Jane Cline, a former state insurance commissioner, now works for the HMO Association, which represents the managed care companies.
She said the three companies do use the Delmarva reviews to make changes. She said the state also uses them, even if DHHR officials didn't make that clear to the Legislature several weeks ago.
"The report is the actual tool that is used by (Medicaid) to monitor and improve MCO performance," Cline and fellow lobbyist Mary Jane Pickens said in a statement on behalf of the association.
The performance of the companies is under particular scrutiny now because the state is preparing to turn over the care of 57,000 elderly or disabled Medicaid patients to them, giving each company a larger portfolio than they have now.
The plan, which was delayed from late this year until next summer, is expected to help the state save money. Critics of managed care have questioned whether DHHR has carefully thought out the plan.
In its latest report, Delmarva gave the companies mixed reviews.
An analysis of the Delmarva report by West Virginians for Affordable Health Care found the companies were getting results below the national average in nine categories but were getting above-average results in a dozen categories.
Cline and Pickens said a careful review of the report shows the companies have been successful in encouraging preventative measures.
"They encourage visits and screenings, but patient compliance with the physician's treatment recommendations including lifestyle changes is more difficult," the pair said.

• INSTRUCTIONS
1. List every quantity that the article on West Virginia's Medicaid managed care companies gives as a number or number word, along with what each one counts.
2. Copy the part of the managed care article that begins at the words "An analysis of" and stops after the words "the pair said.".

• EXTRACTED MATERIAL
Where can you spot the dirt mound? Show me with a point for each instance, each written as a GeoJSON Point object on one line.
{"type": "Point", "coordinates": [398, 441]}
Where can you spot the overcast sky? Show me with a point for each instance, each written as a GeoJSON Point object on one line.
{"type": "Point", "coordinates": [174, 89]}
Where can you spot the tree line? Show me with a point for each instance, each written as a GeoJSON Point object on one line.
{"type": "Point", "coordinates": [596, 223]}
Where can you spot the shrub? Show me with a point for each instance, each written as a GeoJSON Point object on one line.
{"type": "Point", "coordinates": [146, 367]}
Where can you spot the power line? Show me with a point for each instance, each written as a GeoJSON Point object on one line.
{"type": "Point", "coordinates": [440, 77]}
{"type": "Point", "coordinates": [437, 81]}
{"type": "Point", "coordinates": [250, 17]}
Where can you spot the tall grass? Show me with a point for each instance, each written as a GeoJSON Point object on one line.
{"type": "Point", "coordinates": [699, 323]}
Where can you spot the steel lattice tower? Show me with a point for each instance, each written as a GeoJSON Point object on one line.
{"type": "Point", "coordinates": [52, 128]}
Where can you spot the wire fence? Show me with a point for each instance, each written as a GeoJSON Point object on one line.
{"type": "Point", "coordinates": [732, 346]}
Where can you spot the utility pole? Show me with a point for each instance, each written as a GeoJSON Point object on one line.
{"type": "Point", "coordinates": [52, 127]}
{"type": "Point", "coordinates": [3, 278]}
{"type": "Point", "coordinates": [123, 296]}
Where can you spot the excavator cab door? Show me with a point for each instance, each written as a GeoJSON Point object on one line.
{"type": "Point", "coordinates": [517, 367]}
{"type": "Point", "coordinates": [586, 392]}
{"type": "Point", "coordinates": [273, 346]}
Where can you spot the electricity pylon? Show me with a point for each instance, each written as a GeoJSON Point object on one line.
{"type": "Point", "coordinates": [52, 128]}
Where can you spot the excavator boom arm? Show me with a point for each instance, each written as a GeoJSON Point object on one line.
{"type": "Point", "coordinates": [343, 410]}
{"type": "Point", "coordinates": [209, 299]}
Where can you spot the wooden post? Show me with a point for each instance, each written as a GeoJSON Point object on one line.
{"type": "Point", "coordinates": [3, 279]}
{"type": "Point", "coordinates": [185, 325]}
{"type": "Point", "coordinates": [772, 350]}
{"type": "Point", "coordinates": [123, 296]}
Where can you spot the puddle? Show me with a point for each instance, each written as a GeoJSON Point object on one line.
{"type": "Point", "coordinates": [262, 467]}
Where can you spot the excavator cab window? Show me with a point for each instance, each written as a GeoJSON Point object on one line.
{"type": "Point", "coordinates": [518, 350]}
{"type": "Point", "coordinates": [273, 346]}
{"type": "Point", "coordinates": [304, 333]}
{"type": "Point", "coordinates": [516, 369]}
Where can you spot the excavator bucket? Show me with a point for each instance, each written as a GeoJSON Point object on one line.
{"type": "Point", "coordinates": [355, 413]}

• ANSWERS
1.
- three: the companies that use the Delmarva reviews
- 57,000: the elderly or disabled Medicaid patients whose care the state is preparing to turn over to the companies
- nine: the categories in which the companies were getting results below the national average
- a dozen: the categories in which the companies were getting above-average results

2.
An analysis of the Delmarva report by West Virginians for Affordable Health Care found the companies were getting results below the national average in nine categories but were getting above-average results in a dozen categories.
Cline and Pickens said a careful review of the report shows the companies have been successful in encouraging preventative measures.
"They encourage visits and screenings, but patient compliance with the physician's treatment recommendations including lifestyle changes is more difficult," the pair said.